__Selected text__:
- Film poster
- Directed by: Susan Steinberg
- Produced by: Pamela Kleinot
- Narrated by: Alison Steadman
- Release date: October 2019;
- Running time: 90 minutes
- Country: United Kingdom
- Language: English

= Under the Knife (film) =

2019 British documentary film

Under the Knife is a 2019 feature-length documentary film directed by Susan Steinberg, produced by Pamela Kleinot and narrated by actor Alison Steadman. Supported by Britain's Labour Party, health trade unions, and the campaign group Keep Our NHS Public, it argues that England's state-run National Health Service (NHS) is being intentionally privatised and underfunded. Though its premise and conclusions have been disputed, Secretary of State for Health and Social Care, Matt Hancock has stated in Parliament that he considers to be outdated arguments about a split between public and private in healthcare. NHS funding going to private firms escalated during the 2020-21 COVID-19 pandemic.^{}

The film looks at healthcare before the NHS and how this service came to be, followed by what happened over the subsequent seven decades, before presenting its arguments on privatisation, underfunding, the private finance initiative and the impact of the 2012 Health and Social Care Act. More than 60 people are interviewed in the film.

==Synopsis==
Under the Knife is a 2019 feature-length (90 minutes) documentary film directed by Susan Steinberg, produced by Pamela Kleinot and narrated by actor Alison Steadman.

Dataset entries
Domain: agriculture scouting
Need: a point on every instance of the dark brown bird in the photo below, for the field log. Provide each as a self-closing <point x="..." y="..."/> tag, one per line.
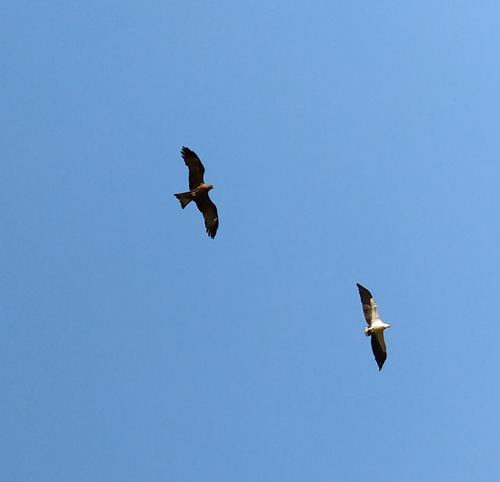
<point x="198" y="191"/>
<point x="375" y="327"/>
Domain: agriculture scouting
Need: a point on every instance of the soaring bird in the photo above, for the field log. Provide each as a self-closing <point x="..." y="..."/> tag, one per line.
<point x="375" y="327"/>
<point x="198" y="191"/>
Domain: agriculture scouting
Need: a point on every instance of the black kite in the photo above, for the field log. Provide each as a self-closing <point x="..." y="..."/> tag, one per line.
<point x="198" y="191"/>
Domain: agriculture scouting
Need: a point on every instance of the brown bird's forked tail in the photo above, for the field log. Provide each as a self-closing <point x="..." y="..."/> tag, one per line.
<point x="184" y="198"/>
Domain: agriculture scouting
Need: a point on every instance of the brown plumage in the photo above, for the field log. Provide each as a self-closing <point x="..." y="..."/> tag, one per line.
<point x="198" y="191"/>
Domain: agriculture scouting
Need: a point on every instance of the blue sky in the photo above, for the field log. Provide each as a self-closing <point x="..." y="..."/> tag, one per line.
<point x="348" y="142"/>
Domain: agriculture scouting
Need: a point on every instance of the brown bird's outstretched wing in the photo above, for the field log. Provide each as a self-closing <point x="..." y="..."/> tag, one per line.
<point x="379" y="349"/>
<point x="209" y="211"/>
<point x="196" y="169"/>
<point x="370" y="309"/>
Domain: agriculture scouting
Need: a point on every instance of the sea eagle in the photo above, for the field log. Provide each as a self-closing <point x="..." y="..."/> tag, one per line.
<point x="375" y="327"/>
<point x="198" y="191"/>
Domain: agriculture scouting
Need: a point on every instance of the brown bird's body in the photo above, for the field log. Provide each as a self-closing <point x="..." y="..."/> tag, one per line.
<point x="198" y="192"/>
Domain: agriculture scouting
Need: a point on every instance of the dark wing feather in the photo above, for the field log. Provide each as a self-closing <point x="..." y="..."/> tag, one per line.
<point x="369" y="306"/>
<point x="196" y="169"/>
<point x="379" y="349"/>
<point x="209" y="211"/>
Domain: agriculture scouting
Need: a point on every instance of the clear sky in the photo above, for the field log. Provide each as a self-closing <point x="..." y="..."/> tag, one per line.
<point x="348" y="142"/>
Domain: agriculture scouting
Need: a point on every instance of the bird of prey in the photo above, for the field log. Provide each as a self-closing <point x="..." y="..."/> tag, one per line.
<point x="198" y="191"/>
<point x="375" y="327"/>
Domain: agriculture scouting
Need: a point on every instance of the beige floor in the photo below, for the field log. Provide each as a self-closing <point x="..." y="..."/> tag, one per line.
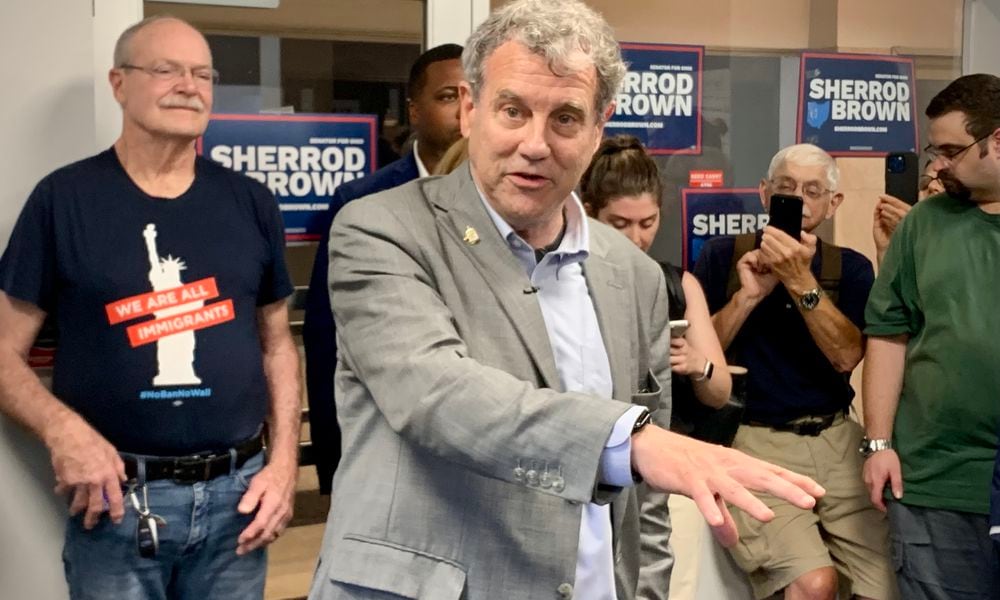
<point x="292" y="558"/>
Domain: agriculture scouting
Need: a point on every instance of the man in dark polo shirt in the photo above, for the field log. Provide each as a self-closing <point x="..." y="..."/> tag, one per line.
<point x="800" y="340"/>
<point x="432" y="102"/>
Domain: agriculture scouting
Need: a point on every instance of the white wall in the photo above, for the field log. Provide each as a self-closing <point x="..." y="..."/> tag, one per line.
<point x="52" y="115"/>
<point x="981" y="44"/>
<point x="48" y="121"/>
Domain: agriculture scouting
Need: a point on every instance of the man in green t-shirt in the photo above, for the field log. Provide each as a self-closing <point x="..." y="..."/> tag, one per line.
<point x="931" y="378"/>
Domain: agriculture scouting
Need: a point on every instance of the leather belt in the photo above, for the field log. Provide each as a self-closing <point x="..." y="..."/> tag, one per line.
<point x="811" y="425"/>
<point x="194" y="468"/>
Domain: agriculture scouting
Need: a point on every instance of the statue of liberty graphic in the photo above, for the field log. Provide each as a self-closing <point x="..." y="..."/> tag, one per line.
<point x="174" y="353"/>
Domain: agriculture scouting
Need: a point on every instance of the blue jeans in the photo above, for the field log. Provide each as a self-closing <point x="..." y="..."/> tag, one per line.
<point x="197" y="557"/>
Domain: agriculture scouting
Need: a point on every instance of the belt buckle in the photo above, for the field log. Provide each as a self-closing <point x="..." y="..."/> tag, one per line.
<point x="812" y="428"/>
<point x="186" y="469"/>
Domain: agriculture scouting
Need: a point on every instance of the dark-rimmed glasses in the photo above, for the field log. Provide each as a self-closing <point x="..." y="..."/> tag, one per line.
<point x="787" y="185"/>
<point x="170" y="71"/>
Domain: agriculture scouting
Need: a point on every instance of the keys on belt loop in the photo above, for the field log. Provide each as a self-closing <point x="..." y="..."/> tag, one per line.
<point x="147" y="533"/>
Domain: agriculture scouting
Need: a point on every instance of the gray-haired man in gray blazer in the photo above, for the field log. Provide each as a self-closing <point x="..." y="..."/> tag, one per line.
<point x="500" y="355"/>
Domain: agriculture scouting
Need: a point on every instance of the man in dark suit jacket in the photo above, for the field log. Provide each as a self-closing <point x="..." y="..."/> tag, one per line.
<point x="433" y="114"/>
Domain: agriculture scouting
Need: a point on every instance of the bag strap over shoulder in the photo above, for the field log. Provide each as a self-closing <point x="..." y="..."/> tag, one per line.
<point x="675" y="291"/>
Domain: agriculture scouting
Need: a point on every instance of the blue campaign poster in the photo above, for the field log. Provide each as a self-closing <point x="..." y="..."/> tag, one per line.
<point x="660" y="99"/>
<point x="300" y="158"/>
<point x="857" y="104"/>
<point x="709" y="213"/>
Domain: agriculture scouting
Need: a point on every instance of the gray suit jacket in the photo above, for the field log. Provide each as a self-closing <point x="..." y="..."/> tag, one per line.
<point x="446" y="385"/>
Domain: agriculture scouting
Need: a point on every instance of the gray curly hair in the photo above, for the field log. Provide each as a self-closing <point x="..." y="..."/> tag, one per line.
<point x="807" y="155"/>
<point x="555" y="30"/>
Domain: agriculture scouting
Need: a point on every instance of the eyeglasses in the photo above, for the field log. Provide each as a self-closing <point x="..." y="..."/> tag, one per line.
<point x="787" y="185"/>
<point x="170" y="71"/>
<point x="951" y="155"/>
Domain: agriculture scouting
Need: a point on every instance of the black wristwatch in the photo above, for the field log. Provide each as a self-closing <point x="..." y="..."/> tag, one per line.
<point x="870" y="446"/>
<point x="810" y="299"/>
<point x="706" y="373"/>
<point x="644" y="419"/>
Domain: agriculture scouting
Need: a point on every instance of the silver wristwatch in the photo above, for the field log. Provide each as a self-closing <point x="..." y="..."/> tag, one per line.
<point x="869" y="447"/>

--

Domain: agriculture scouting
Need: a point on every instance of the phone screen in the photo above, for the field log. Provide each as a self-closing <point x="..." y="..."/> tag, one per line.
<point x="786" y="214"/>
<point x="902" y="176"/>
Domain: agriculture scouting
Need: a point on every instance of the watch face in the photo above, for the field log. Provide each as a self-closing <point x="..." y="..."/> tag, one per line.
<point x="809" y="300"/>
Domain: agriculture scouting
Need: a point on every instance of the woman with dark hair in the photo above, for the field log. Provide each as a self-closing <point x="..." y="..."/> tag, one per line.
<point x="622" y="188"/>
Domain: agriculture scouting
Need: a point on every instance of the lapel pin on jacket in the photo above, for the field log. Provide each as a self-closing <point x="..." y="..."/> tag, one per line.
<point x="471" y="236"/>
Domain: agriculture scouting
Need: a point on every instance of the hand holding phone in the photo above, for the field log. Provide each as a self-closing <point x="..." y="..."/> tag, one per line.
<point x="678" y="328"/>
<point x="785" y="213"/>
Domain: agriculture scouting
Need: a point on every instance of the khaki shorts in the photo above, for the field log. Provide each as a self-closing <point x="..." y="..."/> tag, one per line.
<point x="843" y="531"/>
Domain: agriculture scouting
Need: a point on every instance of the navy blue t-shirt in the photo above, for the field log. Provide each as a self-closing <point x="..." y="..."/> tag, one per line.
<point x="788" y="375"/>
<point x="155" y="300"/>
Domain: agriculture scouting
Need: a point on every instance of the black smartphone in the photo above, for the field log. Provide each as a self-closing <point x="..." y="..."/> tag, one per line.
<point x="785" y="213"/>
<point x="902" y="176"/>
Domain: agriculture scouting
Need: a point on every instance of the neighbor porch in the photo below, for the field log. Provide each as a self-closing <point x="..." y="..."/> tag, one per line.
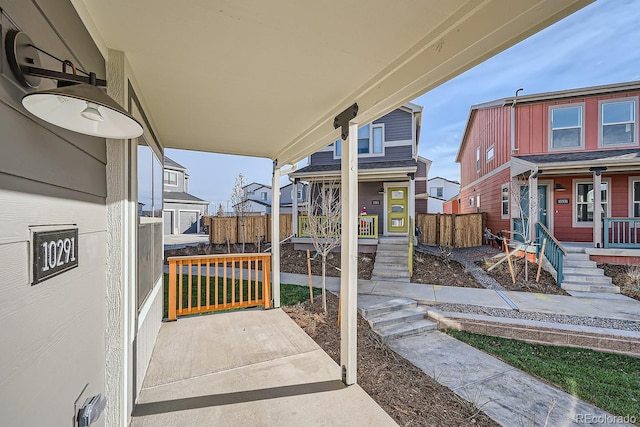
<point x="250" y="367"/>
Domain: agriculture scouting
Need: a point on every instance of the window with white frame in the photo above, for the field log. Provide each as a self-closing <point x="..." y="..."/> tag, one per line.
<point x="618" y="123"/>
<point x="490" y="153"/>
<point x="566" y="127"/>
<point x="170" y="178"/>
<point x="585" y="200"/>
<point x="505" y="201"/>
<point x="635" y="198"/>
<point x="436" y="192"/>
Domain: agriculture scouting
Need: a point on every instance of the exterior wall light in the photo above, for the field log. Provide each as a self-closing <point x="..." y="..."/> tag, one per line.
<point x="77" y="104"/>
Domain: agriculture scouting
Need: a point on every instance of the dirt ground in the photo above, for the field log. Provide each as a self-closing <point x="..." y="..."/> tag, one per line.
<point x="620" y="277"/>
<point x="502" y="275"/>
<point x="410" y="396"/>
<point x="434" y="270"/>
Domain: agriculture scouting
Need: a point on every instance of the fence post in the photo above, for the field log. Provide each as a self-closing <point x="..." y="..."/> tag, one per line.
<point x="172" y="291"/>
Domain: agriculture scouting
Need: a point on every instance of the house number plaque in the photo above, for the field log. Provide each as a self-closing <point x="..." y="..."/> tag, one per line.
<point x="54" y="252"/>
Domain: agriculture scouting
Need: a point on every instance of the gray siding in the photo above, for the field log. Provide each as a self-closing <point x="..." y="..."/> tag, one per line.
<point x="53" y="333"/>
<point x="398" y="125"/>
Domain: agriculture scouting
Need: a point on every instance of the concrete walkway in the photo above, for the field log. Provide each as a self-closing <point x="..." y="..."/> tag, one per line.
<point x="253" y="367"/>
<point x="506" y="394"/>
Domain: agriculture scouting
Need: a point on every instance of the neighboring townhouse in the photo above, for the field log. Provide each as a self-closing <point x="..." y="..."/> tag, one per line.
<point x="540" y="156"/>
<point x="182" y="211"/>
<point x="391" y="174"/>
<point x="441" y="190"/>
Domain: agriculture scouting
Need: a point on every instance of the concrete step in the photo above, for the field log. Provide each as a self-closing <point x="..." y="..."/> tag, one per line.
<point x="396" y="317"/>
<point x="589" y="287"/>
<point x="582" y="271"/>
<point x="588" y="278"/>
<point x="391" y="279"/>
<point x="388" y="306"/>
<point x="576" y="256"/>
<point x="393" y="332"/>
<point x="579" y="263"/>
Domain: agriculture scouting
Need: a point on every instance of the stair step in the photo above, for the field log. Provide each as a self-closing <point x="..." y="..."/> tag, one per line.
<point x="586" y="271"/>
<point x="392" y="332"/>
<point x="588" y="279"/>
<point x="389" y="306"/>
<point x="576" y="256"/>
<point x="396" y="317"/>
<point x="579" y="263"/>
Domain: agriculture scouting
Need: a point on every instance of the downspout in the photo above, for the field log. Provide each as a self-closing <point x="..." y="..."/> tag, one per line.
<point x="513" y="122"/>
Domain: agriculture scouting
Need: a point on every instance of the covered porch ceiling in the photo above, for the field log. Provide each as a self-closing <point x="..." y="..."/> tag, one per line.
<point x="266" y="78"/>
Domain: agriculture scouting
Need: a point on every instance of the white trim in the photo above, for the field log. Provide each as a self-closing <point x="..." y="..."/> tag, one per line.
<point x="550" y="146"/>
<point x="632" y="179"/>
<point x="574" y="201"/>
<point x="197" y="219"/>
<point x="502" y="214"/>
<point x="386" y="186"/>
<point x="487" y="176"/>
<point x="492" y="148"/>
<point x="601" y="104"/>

__Required tasks__:
1. Reproduce the portion of the Under the Knife article between "The film looks" and "in the film.", inclusive.
2. Carry on the article about the documentary Under the Knife, picking up after its final sentence.

__Answers for each item__:
1.
The film looks at healthcare before the NHS and how this service came to be, followed by what happened over the subsequent seven decades, before presenting its arguments on privatisation, underfunding, the private finance initiative and the impact of the 2012 Health and Social Care Act. More than 60 people are interviewed in the film.

2.
The film looks at historical archives to show the history of healthcare before the UK's National Health Service (NHS) and how the NHS came to be. It goes through the subsequent seventy years, explaining the effects of the private finance initiative and presenting arguments that the NHS is being intentionally privatised and underfunded. It then focuses on the impact of the Health and Social Care Act, implemented by Andrew Lansley in 2012. In addition, the film reports on a number of campaigns, including the legal challenge against funding cuts to Lewisham Hospital in 2012.

More than 60 people, comprising a number of patients, nurses, politicians and frontline doctors, were interviewed for the film, including:

- Phil Hammond
- Michael Mansfield
- Tony Blair
- Gina Miller
- George Monbiot
- Jacky Davis
- John McDonnell
- Clare Gerada
- Lord Owen
- Frank Dobson
- Allyson Pollock
- Colin Hutchinson

==Endorsements and funding==
The film is endorsed by director Ken Loach and a number of Labour Party supporters and celebrities.

To produce the film, Pamela Kleinot created a company called Pam K Productions Limited and remortgaged her home to raise funds.

The showings, free to NHS staff, at more than 50 different venues in October 2019 have been hosted by Pam K. Productions, the campaign group Keep Our NHS Public and the Daily Mirror, with additional funds from crowdfunding, the trade union Unison and others.

==Reception==
In July 2019, a discussion on the film was held with the producer, director and a number of doctors at the Institute of Psychoanalysis.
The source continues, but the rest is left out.